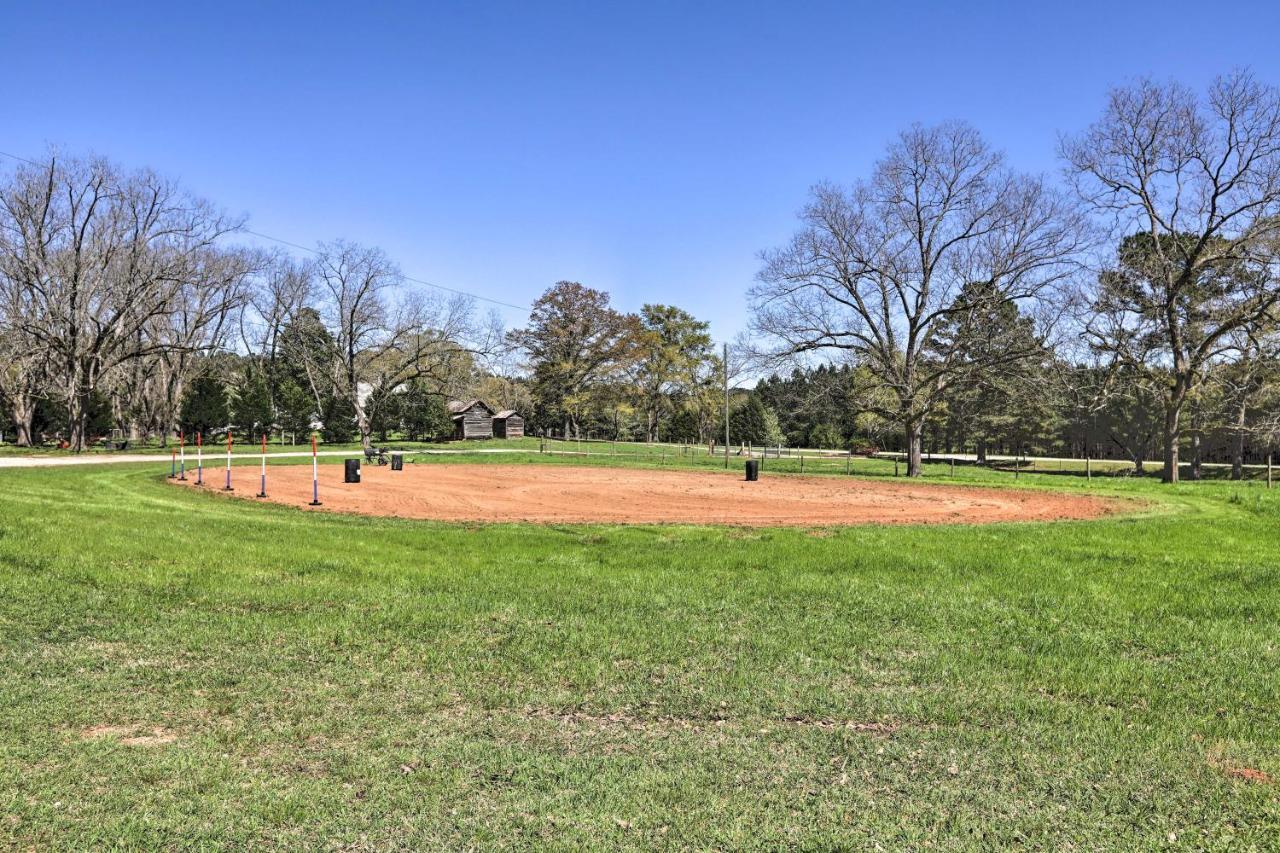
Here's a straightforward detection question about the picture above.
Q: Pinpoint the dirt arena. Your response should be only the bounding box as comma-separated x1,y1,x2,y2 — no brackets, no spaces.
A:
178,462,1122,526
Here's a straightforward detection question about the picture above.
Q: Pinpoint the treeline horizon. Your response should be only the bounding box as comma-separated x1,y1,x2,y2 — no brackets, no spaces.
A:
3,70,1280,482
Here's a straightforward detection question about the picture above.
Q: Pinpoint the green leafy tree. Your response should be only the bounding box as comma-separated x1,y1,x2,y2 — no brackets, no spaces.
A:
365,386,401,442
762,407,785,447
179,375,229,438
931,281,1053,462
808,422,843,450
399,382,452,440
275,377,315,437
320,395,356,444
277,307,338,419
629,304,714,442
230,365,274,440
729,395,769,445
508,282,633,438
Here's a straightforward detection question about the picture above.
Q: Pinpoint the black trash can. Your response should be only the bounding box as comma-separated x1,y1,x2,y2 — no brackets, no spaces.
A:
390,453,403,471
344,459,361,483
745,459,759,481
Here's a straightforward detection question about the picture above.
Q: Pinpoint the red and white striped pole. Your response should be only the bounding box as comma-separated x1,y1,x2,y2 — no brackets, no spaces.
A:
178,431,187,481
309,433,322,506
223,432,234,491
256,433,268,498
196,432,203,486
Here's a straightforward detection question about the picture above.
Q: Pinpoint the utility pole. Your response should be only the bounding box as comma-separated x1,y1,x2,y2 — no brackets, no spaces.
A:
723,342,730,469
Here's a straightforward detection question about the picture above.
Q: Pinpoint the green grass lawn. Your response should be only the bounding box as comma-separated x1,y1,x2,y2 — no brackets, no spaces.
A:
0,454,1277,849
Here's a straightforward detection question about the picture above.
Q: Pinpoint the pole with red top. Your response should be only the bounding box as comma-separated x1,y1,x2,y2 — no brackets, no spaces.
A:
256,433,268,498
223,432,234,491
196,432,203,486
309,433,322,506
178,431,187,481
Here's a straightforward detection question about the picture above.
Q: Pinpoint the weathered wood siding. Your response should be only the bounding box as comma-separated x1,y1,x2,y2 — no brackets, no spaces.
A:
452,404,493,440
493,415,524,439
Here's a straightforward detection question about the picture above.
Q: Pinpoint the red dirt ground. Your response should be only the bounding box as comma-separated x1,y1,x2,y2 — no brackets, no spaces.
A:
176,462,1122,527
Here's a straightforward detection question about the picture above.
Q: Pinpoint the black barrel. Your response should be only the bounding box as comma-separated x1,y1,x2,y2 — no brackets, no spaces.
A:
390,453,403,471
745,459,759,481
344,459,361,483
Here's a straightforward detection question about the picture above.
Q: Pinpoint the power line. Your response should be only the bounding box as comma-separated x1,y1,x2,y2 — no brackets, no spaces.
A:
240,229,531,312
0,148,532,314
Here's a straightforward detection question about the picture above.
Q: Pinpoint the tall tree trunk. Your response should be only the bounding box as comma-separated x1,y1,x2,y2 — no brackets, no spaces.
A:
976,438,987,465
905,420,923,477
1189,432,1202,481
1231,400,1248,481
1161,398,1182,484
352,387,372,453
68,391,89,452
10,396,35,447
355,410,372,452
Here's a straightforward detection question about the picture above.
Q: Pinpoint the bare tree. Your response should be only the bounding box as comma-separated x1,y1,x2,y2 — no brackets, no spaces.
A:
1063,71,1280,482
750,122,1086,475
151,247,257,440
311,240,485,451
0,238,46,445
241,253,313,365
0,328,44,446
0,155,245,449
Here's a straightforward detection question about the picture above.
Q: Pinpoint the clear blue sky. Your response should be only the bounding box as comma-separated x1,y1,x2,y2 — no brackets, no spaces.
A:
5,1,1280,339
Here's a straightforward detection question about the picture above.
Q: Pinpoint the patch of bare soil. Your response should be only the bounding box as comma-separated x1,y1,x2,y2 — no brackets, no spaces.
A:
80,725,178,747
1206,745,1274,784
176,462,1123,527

..........

Exercise brief
Reproduce the listing exactly, but omit every picture in it.

Task answer
Here's a straightforward detection question about the picture above.
Q: Pinpoint the dirt arena. Your response should be only the bounding box as comma-separated x1,y1,x2,y2 — no brackets, no spaces.
A:
178,462,1122,526
Here's a straightforward detection question about the picture above.
Q: Pinpoint the treeline horizon. Your response should be only the bounding box as comma-separated x1,y1,x2,y2 — no brackets, no spaces.
A:
3,70,1280,482
Here's a straightforward detection question about the picture above.
Q: Pinpoint the green leafy tree. Your response should be only the bounding box as comma-separated x1,y1,x2,y2 — no brackets, no spaces.
A:
365,386,401,442
762,407,785,447
179,375,229,438
931,281,1053,462
808,422,843,450
399,382,452,440
275,377,315,437
320,395,356,444
277,307,338,419
629,304,714,442
230,365,274,440
729,395,769,445
508,282,633,438
Here's a straightforward detection question about the picture above.
Q: Pinpoint the black trash can. Your response should be only the bounding box as comma-separated x1,y1,x2,y2 — no brackets, no spaces.
A:
390,453,403,471
344,459,361,483
745,459,759,481
Here's a straightforward detection question about the picture above.
Q: Pinpoint the red and white striped pole. Your response should be only the bounding box as comma-separated x1,y1,x2,y2 — no brackets, no spaces.
A:
178,431,187,481
309,433,322,506
223,432,234,491
256,433,268,498
196,432,203,486
Here's a straightforward detection question about the picture above.
Q: Pinpoint the utility pole. Your response should be only the bounding box as comma-separated x1,y1,x2,y2 — no brackets, no spaces.
A:
723,342,730,469
Here's a straightforward detection question about the picture above.
Q: Pinpoint the green grass lawn. Your response should be only the bounding box as comma-separated x1,y1,x2,y2 — no brackets, no spaces.
A:
0,454,1277,849
Here's a straightforward detection question about the picture above.
Q: Pinpoint the pole with red top. Your response should be only the bounding box as comma-separated x1,y1,x2,y2 — no brackets, no spaces.
A:
256,433,268,498
223,432,234,491
196,432,203,486
309,433,322,506
178,431,187,481
Here's a straightforward detection question about the picture above.
Q: Pinpoint the weathered wood siding. Your response should be only the bounding box as comma-separated x1,y1,x2,y2 — no brackets, no spaces.
A:
452,404,493,440
493,415,524,439
Here's a straightforward detection question about the picture above.
Q: Pinpoint the red dirt ground. Your response should be only the bounding box as comma-separated x1,y1,x2,y2 — no brackets, no spaces.
A:
176,462,1122,527
Here's a straightforward detection question about the picture above.
Q: Pinpoint the black barrel. Your response should be only the bounding box as comma-separated x1,y1,x2,y2 — no brackets, no spaces.
A:
390,453,403,471
745,459,759,481
344,459,361,483
Here's a straightforward detection question about the picture above.
Q: Pinpoint the power line. Your response should be only the bounding box as comma-separated x1,y1,x2,y2 — no brackets, no spaces.
A:
240,229,531,312
0,148,532,314
Here's a straightforward detection question about the picture above.
Q: Pinpoint the tall tree trunk. Your response should be only the bounding box as comma-separated x1,y1,x2,y2 — no brackets, no spaces.
A:
976,438,987,465
905,420,923,477
1189,432,1202,481
1231,400,1248,481
1161,398,1182,484
352,387,372,453
68,391,89,452
10,396,35,447
355,410,372,452
Here's a straightforward detection question about the picture above.
Q: Pinpoint the bare tree. Your response should be only the bounding box as comma-separated x1,y1,x2,y2 — no brackets, no spaces.
A:
1063,71,1280,482
750,122,1086,475
151,247,257,440
311,240,485,451
0,238,46,445
241,253,313,365
0,328,44,446
0,155,245,449
Here's a straightforward detection question about the picture above.
Q: Pinpoint the clear blue sky. Your response should be only the bounding box as comma-separated x1,y1,x2,y2 — no brackets, no spaces.
A:
5,1,1280,339
Here's a straightforward detection question about the picture above.
Q: Pinpoint the patch of bare soil. Your response should be only the bounding box as comma-separated x1,y1,x2,y2 — no brackets, no spaces.
A:
80,725,178,747
1206,745,1274,784
176,462,1123,527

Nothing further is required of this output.